## START SOURCE EXTRACT

August 12, 2012 at 1:00 am

Donna Terek: Donna's Detroit

Maid cafe Chou Anime brings Japanese pop culture to Midtown

Chou Anime Cafe
Chou Anime Cafe: Detroit's very first maid cafe has opened in Midtown. The Japanese-inspired coffee house/shop/clubhouse is staffed by young women dressed in maid costumes -- and one butler. Chou Anime Cafe is the only "meido kafue" in the U.S.

Detroit has seen many "firsts" over the years: first mile of paved road, first techno artists. And now it has its first maid cafe — or "meido kafue," as these novelty coffee houses and restaurants are called in Japan.

Chou Anime (cho an-i-may) Cafe opened on Woodward at Willis in Midtown in mid-June. Its owners, Oneka and Joe Samet of Birmingham, say it's the only brick and mortar maid cafe now operating in the United States. The first one closed after a three-year run in Culver City, Calif.

It serves tea and Great Lakes coffees, salads, sandwiches, wraps and sushi plus many sweets imported from Japan. But the standout features are the chirpy young women dressed in maid costumes who greet you, seat you, serve you and invite you to play board, card or video games at your table for a small (no more than $2) fee.

A maid cafe is a little like a Japanese tea house run by a modern twist on geisha, those elegant Japanese entertainers dressed in elaborate kimono. Maids, on the other hand, dress like — well — maids, in doll-like outfits with ruffles, bows and optional clip-on cat ears.

Maid cafes originated in Tokyo in the early 2000s and quickly spread all over Japan, spawning spin-offs like maid hair salons and car detailing shops. They originally were a subset of cosplay restaurants, where servers and patrons dress as their favorite fictional characters. The maid character is a popular archetype in Japan, appearing in more than 200 manga (Japanese graphic novel or comic books) and anime (animated cartoons/films).

Anime devotee Derek Parrott, 29, came all the way from Fairhaven, about 40 miles away, to hang out at the café recently.

"The first time I came here, it was purely in an ironic fashion," he admits. "Because there was no way, in my mind, that I thought anyone in America, let alone Michigan, let alone Detroit, could make the necessary conversion to make it [a maid cafe] work in America ... It needed to be authentic without being off-putting. I came here with incredibly low expectations and I was incredibly impressed."

Owner grew up on comic books

Oneka Samet, 35, runs the café's daily operations while Joe, also 35, handles the bookkeeping. "But this is really her thing," says Joe, a recent accounting graduate of Oakland University who still drives trucks for a living while he waits for a job in his field to turn up.

She grew up reading lots of American comics, like X-Men and Silver Surfer. So, as a librarian at the Detroit Public Library's main branch, she wasn't surprised to see young people lining up to check out the Japanese manga and anime.

## END SOURCE EXTRACT

→ **AIM OF THE TASK**: Please give the city where, according to the article on Detroit's maid cafe, the first maid cafe in the U.S. operated.

## START MATERIAL PROVIDED

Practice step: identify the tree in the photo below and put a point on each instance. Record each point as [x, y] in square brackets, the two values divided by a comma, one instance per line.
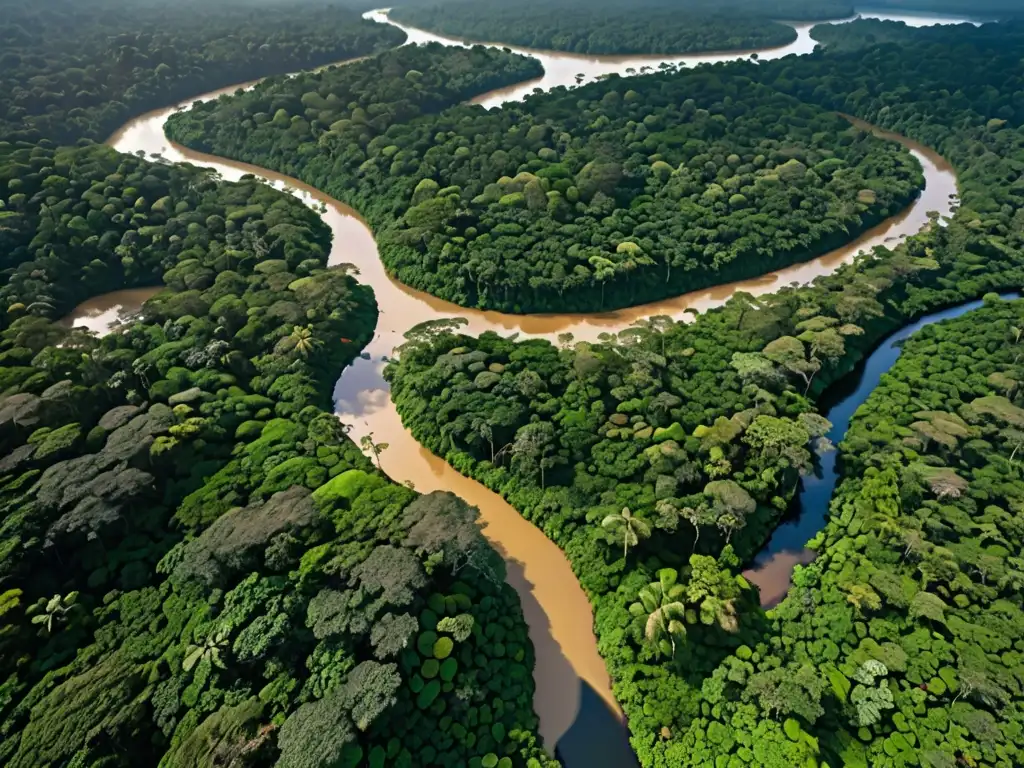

## END MATERIAL PROVIDED

→ **EXERCISE RESULT**: Culver City, Calif.